▶ _MATERIAL PROVIDED_
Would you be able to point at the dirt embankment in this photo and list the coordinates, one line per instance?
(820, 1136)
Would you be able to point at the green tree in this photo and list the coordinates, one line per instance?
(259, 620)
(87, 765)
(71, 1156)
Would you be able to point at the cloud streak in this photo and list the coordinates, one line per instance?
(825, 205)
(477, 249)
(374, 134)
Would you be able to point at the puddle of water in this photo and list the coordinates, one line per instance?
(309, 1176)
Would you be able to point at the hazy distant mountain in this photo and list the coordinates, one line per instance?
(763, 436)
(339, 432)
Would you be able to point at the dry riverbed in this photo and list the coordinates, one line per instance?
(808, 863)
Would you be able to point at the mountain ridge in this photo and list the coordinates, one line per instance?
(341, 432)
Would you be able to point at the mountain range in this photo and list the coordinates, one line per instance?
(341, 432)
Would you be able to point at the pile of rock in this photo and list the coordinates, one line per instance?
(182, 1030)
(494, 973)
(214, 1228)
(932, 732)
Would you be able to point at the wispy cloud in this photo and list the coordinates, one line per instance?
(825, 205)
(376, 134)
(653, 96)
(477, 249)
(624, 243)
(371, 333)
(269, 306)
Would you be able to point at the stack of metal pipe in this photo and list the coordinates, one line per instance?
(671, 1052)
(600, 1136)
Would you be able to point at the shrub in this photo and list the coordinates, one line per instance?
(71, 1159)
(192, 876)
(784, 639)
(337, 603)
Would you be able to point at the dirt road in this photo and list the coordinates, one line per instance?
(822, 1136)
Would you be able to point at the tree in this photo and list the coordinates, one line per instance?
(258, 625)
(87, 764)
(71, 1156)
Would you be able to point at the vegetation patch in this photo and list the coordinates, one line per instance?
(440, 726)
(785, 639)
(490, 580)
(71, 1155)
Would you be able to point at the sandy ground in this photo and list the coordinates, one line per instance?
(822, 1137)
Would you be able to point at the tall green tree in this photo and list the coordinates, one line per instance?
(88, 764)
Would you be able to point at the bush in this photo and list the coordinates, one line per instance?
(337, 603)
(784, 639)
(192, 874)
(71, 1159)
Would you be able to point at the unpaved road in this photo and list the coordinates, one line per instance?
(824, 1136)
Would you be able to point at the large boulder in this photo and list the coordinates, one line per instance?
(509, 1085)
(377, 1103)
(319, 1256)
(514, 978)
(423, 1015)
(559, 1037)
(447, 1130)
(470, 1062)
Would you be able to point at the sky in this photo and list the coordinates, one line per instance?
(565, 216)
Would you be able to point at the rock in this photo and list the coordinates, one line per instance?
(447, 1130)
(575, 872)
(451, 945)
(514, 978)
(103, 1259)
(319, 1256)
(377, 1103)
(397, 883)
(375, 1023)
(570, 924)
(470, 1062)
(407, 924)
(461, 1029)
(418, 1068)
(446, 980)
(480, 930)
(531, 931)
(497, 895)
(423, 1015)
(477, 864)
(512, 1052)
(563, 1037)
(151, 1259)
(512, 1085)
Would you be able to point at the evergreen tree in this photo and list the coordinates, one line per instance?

▶ _THE REQUEST_
From the material above, output the lines from the line with "Would you be able to point at the tall" to the line with "(824, 1136)", including both ends. Give them as a JSON list of strings, one string per line, with blank lines left out.

▶ _FINISHED EXERCISE_
[
  "Would you be able to point at the tall green tree in this photo and list the coordinates, one line per instance?",
  "(88, 764)",
  "Would you be able to point at the bush in this photo and list the coordinates, one line per instance?",
  "(337, 603)",
  "(784, 639)",
  "(192, 874)",
  "(71, 1159)",
  "Would you be able to point at the unpaved road in this photo and list the coordinates, one line per instance?",
  "(824, 1136)"
]